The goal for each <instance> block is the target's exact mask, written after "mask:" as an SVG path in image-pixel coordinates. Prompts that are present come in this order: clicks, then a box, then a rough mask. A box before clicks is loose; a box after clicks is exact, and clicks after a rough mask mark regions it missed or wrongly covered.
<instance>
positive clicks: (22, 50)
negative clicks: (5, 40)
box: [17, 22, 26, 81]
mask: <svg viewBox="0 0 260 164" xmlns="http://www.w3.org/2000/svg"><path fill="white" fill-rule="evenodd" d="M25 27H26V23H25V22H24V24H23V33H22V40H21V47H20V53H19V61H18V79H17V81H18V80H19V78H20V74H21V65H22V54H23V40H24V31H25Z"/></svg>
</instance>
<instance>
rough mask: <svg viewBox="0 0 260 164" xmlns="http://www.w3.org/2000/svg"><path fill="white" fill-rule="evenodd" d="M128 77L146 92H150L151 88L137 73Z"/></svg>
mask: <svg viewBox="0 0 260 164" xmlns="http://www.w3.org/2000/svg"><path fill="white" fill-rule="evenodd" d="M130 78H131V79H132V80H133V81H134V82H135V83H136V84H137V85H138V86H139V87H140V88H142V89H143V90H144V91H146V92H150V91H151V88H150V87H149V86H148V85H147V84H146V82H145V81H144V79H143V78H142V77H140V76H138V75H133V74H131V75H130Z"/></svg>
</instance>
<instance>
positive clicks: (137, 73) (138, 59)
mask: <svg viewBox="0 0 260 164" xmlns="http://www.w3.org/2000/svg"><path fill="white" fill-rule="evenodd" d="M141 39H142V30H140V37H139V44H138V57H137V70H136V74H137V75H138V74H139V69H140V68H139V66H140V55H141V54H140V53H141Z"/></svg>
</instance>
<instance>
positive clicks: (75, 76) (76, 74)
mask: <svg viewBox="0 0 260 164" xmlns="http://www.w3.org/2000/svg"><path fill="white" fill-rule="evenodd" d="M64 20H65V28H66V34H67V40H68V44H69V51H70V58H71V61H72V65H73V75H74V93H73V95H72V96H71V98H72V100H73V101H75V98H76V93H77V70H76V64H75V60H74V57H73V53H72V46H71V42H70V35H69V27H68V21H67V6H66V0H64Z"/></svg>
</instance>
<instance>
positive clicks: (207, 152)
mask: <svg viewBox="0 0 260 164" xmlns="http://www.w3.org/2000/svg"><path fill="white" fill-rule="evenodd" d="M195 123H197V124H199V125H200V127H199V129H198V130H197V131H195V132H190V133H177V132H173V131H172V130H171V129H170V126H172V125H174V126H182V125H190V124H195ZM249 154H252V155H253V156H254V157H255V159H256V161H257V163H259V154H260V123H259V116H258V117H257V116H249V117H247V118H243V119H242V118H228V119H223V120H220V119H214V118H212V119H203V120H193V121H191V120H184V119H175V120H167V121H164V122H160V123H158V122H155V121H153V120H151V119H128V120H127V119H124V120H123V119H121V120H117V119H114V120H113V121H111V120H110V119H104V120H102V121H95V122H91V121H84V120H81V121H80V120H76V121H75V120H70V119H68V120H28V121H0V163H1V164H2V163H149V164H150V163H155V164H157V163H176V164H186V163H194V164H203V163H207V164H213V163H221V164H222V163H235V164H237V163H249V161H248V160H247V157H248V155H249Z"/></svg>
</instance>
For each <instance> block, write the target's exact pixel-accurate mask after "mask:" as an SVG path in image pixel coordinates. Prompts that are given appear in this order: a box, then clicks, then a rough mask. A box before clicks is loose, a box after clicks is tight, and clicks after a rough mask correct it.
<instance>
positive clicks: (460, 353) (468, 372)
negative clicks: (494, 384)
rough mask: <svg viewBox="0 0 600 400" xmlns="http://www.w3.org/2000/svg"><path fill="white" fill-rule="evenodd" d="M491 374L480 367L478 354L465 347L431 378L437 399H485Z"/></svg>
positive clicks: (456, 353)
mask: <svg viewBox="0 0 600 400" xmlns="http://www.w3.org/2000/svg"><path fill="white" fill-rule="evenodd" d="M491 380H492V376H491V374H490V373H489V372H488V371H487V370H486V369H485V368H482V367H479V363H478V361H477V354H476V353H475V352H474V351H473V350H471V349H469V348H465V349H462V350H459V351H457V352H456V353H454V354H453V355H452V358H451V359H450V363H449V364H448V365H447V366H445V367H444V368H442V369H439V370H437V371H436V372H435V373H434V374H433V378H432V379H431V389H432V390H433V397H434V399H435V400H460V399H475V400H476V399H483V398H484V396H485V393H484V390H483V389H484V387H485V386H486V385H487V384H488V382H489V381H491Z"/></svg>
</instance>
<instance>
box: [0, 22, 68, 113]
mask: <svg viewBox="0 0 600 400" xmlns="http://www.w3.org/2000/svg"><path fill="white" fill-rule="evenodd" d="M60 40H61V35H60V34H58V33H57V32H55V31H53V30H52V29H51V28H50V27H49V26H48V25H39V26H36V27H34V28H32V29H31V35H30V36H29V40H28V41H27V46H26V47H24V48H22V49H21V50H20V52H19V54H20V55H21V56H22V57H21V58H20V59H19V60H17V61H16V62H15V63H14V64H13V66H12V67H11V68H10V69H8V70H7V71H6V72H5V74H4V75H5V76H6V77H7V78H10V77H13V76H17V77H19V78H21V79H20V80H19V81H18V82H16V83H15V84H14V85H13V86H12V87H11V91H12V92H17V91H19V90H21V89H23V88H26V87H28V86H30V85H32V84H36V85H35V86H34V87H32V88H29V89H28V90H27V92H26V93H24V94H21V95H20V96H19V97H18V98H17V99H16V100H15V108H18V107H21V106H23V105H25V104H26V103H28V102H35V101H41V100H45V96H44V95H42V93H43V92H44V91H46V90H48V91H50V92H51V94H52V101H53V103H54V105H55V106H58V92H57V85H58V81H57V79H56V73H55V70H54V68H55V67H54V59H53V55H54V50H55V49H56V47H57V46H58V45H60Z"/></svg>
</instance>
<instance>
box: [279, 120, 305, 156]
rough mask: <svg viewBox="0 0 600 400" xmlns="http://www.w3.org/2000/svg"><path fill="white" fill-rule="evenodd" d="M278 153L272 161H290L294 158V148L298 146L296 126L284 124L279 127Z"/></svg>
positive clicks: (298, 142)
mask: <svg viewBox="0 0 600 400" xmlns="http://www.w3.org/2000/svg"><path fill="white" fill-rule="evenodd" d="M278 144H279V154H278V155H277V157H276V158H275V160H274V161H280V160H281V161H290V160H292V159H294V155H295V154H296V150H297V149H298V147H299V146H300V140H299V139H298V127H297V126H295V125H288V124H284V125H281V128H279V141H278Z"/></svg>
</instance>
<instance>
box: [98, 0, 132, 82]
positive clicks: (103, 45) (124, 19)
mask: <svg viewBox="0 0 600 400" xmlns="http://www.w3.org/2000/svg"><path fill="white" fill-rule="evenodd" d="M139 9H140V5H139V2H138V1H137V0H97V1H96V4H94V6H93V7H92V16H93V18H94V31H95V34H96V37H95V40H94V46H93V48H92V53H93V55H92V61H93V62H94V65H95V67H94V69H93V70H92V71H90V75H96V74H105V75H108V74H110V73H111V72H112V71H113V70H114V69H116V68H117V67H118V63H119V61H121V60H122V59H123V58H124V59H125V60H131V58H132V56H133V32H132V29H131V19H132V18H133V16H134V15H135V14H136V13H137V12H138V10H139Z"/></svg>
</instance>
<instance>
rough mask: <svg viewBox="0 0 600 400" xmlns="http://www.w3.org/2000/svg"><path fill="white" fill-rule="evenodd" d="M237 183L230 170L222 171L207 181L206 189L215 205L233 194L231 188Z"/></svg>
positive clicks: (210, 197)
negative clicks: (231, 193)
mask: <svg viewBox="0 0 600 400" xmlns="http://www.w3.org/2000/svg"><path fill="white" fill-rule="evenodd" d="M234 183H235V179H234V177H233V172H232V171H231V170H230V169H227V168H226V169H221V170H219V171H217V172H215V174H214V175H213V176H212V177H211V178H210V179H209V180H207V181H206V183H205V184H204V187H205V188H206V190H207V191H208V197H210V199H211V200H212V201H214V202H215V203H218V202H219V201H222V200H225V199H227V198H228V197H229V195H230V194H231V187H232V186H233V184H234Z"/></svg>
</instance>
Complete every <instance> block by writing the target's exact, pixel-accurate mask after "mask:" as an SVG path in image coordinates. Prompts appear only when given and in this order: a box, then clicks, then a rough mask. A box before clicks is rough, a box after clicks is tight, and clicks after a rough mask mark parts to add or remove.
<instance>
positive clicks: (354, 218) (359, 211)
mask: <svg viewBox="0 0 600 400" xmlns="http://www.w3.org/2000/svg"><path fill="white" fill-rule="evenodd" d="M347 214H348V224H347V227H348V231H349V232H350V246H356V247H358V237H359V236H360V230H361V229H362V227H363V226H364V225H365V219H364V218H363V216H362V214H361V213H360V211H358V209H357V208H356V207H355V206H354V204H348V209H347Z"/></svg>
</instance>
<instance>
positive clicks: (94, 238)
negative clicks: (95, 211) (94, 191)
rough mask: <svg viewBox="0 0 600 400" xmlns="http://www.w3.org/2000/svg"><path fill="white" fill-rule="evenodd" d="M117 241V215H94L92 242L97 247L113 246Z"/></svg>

The task: If a line in the entries holds the word "after", count it. Report the total only.

Your solution: 3